───── Data extracts
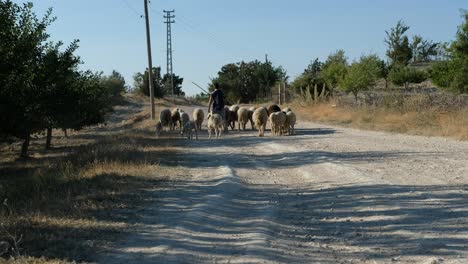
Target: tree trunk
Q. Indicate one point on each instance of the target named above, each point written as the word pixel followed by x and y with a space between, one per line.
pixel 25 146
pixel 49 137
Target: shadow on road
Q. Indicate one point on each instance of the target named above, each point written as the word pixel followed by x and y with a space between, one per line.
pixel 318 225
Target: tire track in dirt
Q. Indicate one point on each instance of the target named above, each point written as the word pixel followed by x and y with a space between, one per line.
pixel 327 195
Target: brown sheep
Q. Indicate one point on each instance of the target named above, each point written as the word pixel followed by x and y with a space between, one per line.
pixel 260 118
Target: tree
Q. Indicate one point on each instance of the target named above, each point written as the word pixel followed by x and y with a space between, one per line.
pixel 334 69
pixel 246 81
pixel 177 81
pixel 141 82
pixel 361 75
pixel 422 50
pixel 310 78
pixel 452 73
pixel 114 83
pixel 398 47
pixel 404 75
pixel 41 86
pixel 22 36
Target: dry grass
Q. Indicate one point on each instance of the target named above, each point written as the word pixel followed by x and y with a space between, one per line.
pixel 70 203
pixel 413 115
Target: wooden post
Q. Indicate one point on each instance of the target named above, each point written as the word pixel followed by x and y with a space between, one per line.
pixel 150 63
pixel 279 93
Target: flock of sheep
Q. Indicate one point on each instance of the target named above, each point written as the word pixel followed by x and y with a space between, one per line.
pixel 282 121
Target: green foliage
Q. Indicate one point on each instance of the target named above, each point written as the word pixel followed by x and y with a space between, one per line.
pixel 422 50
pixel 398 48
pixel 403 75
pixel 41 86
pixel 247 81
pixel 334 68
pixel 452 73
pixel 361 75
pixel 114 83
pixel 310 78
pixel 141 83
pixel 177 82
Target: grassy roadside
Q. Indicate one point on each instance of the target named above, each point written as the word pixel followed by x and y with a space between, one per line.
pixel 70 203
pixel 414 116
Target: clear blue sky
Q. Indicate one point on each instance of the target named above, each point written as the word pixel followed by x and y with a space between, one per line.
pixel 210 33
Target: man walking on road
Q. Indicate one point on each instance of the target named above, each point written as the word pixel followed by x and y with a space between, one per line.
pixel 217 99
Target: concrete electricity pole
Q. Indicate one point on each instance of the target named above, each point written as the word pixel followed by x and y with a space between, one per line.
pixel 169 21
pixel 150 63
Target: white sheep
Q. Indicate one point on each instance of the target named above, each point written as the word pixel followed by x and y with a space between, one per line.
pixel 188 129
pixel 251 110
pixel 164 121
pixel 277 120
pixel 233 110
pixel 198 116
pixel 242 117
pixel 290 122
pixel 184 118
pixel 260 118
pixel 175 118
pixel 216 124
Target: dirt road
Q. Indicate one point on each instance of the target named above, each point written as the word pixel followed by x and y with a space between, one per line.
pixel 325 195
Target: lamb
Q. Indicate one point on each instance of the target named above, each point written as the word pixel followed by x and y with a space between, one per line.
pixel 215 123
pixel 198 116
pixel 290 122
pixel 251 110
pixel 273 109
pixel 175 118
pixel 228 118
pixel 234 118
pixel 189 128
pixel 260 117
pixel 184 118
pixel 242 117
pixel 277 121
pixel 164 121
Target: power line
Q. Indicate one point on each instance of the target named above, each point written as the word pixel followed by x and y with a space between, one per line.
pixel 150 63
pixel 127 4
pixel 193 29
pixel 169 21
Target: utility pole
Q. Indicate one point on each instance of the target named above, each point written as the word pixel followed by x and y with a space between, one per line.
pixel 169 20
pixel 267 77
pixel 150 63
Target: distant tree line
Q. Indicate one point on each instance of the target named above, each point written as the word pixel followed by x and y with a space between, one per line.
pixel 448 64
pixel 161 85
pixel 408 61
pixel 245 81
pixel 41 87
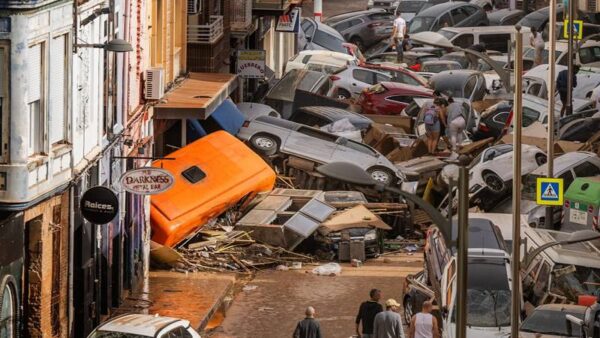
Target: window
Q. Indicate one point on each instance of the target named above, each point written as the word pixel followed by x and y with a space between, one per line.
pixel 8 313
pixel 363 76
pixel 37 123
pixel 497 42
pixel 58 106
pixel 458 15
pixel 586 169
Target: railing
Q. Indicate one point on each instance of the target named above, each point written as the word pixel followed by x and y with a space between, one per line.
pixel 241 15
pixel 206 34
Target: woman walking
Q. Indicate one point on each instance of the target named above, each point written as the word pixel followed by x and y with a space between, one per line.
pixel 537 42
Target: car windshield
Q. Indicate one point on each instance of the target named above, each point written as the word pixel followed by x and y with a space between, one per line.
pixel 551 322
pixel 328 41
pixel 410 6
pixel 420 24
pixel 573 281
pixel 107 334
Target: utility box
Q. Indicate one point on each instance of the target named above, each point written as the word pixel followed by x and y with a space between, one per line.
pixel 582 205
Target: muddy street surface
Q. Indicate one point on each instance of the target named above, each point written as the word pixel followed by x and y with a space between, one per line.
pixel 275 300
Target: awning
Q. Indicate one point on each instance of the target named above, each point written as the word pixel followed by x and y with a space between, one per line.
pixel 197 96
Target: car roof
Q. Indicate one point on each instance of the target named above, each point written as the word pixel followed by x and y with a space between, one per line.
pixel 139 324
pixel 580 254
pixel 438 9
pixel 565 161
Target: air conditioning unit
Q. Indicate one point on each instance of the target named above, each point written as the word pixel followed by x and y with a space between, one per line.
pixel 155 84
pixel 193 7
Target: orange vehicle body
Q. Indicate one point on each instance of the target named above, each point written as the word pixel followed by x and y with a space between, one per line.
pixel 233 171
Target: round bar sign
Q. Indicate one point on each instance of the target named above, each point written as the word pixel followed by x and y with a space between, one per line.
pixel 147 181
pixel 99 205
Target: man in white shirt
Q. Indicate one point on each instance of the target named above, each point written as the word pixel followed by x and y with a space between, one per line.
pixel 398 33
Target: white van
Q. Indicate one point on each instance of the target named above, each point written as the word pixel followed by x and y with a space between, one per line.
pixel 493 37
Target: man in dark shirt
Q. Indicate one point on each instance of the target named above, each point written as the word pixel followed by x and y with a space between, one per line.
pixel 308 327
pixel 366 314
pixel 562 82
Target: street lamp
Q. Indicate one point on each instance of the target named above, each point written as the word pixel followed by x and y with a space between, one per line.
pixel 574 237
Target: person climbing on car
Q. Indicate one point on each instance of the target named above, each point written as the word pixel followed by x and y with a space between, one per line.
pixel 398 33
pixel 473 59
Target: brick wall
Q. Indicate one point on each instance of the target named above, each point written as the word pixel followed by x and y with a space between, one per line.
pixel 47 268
──────────
How many lines above contain the word "sheep"? Answer with the number alone.

3